- [What you need to do]:
Output every line of the records below verbatim, from first to last.

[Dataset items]
— Begin —

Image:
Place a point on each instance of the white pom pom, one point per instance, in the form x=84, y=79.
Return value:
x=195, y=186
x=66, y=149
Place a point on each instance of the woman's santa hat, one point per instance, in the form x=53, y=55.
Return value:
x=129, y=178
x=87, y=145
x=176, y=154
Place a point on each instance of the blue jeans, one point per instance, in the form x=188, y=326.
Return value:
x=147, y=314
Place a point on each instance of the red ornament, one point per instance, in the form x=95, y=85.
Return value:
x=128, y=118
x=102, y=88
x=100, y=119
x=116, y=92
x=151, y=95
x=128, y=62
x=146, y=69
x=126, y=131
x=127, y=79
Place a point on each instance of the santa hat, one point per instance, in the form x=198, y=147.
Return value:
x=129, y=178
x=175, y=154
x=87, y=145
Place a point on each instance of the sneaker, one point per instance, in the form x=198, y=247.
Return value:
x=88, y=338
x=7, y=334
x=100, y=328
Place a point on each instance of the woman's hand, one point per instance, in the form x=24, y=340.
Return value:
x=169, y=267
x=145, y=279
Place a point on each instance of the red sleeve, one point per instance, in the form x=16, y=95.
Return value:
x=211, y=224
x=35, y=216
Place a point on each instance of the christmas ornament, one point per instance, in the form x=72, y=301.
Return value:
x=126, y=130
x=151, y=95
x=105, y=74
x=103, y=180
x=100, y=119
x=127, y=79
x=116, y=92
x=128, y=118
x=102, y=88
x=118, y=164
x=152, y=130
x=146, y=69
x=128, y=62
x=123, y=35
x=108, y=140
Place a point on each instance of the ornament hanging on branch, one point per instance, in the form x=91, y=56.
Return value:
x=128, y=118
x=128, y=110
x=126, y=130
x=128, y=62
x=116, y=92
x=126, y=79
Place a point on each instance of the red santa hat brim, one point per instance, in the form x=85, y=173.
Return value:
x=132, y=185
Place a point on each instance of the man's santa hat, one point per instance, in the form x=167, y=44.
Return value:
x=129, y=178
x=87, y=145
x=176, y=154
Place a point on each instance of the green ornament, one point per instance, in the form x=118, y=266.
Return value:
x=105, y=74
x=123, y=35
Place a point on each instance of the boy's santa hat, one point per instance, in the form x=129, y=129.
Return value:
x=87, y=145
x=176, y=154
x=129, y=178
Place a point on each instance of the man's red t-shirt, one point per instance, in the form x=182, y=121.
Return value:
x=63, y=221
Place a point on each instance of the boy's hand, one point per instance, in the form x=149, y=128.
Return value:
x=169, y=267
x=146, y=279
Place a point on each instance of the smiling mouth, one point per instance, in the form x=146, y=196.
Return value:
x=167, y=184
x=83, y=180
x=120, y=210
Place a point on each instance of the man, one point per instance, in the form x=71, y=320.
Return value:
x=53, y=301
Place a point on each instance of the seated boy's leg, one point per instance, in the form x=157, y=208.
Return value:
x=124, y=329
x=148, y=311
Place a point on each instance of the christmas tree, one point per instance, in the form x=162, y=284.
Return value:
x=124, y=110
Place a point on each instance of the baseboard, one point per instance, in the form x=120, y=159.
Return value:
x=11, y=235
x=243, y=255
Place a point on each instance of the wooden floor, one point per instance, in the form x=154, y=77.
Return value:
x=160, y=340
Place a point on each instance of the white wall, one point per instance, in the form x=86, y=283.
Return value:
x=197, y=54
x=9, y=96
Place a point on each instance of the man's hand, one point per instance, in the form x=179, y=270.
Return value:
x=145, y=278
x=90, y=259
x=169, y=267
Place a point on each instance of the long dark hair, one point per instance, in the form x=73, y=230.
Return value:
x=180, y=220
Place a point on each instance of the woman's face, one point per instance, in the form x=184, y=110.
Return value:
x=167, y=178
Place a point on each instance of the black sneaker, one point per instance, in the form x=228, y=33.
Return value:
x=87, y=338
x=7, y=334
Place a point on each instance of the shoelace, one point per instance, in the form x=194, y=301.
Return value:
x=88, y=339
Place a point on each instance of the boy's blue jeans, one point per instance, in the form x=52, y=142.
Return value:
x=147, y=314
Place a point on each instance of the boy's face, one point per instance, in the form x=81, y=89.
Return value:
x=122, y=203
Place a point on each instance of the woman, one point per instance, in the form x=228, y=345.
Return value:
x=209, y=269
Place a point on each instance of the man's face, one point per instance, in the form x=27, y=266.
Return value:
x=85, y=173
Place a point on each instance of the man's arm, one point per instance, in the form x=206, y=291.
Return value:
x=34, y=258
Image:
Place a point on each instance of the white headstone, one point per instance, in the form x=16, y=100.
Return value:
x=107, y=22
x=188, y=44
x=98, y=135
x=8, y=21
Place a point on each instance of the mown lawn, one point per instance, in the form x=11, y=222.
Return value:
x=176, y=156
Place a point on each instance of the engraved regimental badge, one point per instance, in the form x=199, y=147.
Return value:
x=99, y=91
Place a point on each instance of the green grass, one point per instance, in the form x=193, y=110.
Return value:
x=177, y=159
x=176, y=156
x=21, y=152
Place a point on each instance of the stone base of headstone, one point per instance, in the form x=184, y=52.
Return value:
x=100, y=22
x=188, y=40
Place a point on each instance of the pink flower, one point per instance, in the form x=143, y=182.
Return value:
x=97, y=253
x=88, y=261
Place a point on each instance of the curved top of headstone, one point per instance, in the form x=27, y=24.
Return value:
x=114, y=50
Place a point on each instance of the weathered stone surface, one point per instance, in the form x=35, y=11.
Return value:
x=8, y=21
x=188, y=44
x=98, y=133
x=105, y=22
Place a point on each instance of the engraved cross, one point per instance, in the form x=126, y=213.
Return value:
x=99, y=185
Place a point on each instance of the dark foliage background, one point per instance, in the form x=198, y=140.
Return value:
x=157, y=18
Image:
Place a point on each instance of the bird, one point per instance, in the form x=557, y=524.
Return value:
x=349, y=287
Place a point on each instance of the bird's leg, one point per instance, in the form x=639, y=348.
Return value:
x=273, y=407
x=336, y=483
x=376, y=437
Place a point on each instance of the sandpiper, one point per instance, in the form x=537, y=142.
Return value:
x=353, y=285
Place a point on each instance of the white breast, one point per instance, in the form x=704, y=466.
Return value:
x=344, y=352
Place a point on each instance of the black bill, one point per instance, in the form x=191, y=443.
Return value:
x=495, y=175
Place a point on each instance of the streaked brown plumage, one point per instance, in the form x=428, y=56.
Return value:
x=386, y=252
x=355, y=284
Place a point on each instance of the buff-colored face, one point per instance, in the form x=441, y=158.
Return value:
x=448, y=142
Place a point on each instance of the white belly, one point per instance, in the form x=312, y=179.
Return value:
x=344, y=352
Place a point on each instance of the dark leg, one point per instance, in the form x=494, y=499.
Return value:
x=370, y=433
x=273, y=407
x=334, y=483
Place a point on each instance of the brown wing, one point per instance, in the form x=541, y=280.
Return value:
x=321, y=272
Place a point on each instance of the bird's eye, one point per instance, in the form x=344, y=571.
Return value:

— End —

- [Task answer]:
Image:
Place a point on each instance of the white pom pom, one point per instance, in the form x=84, y=79.
Return value:
x=195, y=186
x=66, y=149
Place a point on each instance of the woman's santa hat, one point per instance, in the form x=53, y=55.
Return value:
x=129, y=178
x=87, y=145
x=176, y=154
Place a point on each instance of the blue jeans, one point per instance, in the form x=188, y=326.
Return value:
x=147, y=314
Place a point on each instance of the red ornament, one point per instance, in the form x=95, y=85.
Return value:
x=128, y=118
x=102, y=88
x=100, y=119
x=116, y=92
x=151, y=95
x=128, y=62
x=146, y=69
x=126, y=131
x=127, y=79
Place a point on each instance of the santa hat, one point per instance, in the form x=198, y=147.
Return value:
x=129, y=178
x=175, y=154
x=87, y=145
Place a point on each instance of the sneaker, one point per instance, in the form x=198, y=247.
Return value:
x=88, y=338
x=7, y=334
x=100, y=328
Place a point on each instance of the woman's hand, one point per instance, in the form x=24, y=340.
Return value:
x=169, y=267
x=145, y=279
Place a point on each instance of the red sleeve, one point per instance, in the form x=16, y=95.
Return value:
x=211, y=224
x=35, y=216
Place a point on each instance of the christmas ornament, one point per instance, in the form x=72, y=301.
Return value:
x=126, y=130
x=151, y=95
x=105, y=74
x=103, y=180
x=100, y=119
x=127, y=79
x=116, y=92
x=128, y=118
x=102, y=88
x=118, y=164
x=152, y=130
x=146, y=69
x=128, y=62
x=123, y=35
x=108, y=140
Place a point on each instance of the ornament hanging on branch, one point per instance, in the form x=91, y=56.
Return value:
x=128, y=118
x=128, y=110
x=126, y=130
x=128, y=62
x=116, y=92
x=126, y=79
Place a point on each instance of the red santa hat brim, one point per instance, in the form x=85, y=173.
Return value:
x=132, y=185
Place a point on each instance of the man's santa hat, one point per instance, in the form x=167, y=44.
Return value:
x=129, y=178
x=87, y=145
x=176, y=154
Place a point on each instance of the green ornament, one point per instance, in the form x=118, y=266.
Return value:
x=105, y=74
x=123, y=35
Place a point on each instance of the boy's santa hat, one point per instance, in the form x=129, y=129.
Return value:
x=87, y=145
x=176, y=154
x=129, y=178
Place a point on each instance of the man's red t-shirt, one point per instance, in the form x=182, y=121.
Return value:
x=63, y=221
Place a point on each instance of the boy's hand, one point per instance, in the form x=149, y=128.
Return value:
x=169, y=267
x=146, y=279
Place a point on each instance of the smiling mouth, one point per instance, in the form x=146, y=196.
Return value:
x=167, y=184
x=83, y=180
x=120, y=210
Place a point on each instance of the man, one point per instance, in the form x=71, y=320.
Return value:
x=53, y=301
Place a point on each instance of the seated boy's leg, one point per instance, in the form x=157, y=208.
Return value:
x=124, y=329
x=148, y=311
Place a point on each instance of the christmas tree, one point per instance, in the form x=162, y=284.
Return value:
x=124, y=110
Place a point on each instance of the baseboard, one point per instance, in the form x=120, y=159.
Return value:
x=11, y=235
x=243, y=255
Place a point on each instance of the wooden floor, one point per instance, in the form x=154, y=77.
Return value:
x=160, y=340
Place a point on each instance of the white wall, one point per instance, in the form x=86, y=283.
Return value:
x=197, y=54
x=9, y=96
Place a point on each instance of the man's hand, one point per instance, in the form x=179, y=270.
Return value:
x=145, y=278
x=90, y=259
x=169, y=267
Place a point on each instance of the long dark hair, one point per instance, in the form x=73, y=230.
Return value:
x=180, y=220
Place a point on each instance of the woman's face, one point per instance, in the form x=184, y=110.
Return value:
x=167, y=178
Place a point on each instance of the black sneaker, one point per instance, in the form x=228, y=33.
Return value:
x=87, y=338
x=7, y=334
Place a point on each instance of the shoelace, one point per instance, in the form x=194, y=301.
Return value:
x=88, y=339
Place a point on each instance of the boy's blue jeans, one point per instance, in the form x=52, y=142.
Return value:
x=147, y=314
Place a point on each instance of the boy's face, one point per instance, in the form x=81, y=89.
Return value:
x=122, y=203
Place a point on each instance of the woman, one point per instance, in the form x=228, y=345.
Return value:
x=209, y=269
Place a point on each instance of the man's face, one point per instance, in the form x=27, y=266.
Return value:
x=85, y=173
Place a point on each instance of the man's arm, one point per instance, in the form x=206, y=291.
Return value:
x=34, y=258
Image:
Place a point on each instance of the white headstone, one point per instance, in the form x=16, y=100.
Return value:
x=107, y=22
x=188, y=44
x=98, y=135
x=8, y=21
Place a point on each instance of the mown lawn, one point per instance, in the form x=11, y=222.
Return value:
x=176, y=156
Place a point on each instance of the engraved regimental badge, one point per instance, in the form x=199, y=147.
Return value:
x=99, y=91
Place a point on each instance of the green grass, one point per instance, in the form x=193, y=110.
Return value:
x=177, y=159
x=176, y=156
x=21, y=152
Place a point on each instance of the stone base of headstone, one point per instance, in the form x=184, y=52.
Return value:
x=100, y=22
x=188, y=40
Place a point on each instance of the pink flower, one point per instance, in the form x=143, y=182.
Return value:
x=97, y=253
x=88, y=261
Place a point on each instance of the curved top of headstone, one point per instance, in the form x=27, y=24.
Return value:
x=114, y=50
Place a point on each instance of the weathered stone surface, one point per instance, in the form x=35, y=11.
Return value:
x=8, y=21
x=188, y=44
x=98, y=133
x=105, y=22
Place a point on each instance of the engraved cross, one point per instance, in the form x=126, y=213.
Return value:
x=99, y=185
Place a point on each instance of the dark foliage background, one point per instance, in the form x=198, y=140.
Return value:
x=157, y=18
Image:
Place a point on each instance of the bird, one point per instance, in the form x=557, y=524.
Return value:
x=349, y=287
Place a point on each instance of the bird's leg, one point per instance, in the form x=639, y=348.
Return value:
x=273, y=407
x=336, y=483
x=376, y=437
Place a point on each instance of the sandpiper, one point per instance, in the form x=537, y=142.
Return value:
x=353, y=285
Place a point on each instance of the white breast, one point per instance, in the form x=704, y=466.
Return value:
x=344, y=352
Place a point on each instance of the black bill, one point per instance, in the form x=191, y=443.
Return value:
x=495, y=175
Place a point on each instance of the streaked brown plumage, one point per instance, in the form x=428, y=56.
Return value:
x=386, y=252
x=355, y=284
Place a point on each instance of the buff-colored face, one point per instance, in the form x=441, y=158.
Return value:
x=448, y=142
Place a point on each instance of the white belly, one point per instance, in the form x=312, y=179.
Return value:
x=344, y=352
Place a point on each instance of the dark leg, one point per instance, in the form x=494, y=499.
Return value:
x=370, y=433
x=273, y=407
x=334, y=483
Place a point on each instance of the brown wing, one point per instance, in the form x=541, y=280.
Return value:
x=321, y=272
Place a point on each instance of the bird's eye, one point per instance, in the form x=344, y=571.
Return value:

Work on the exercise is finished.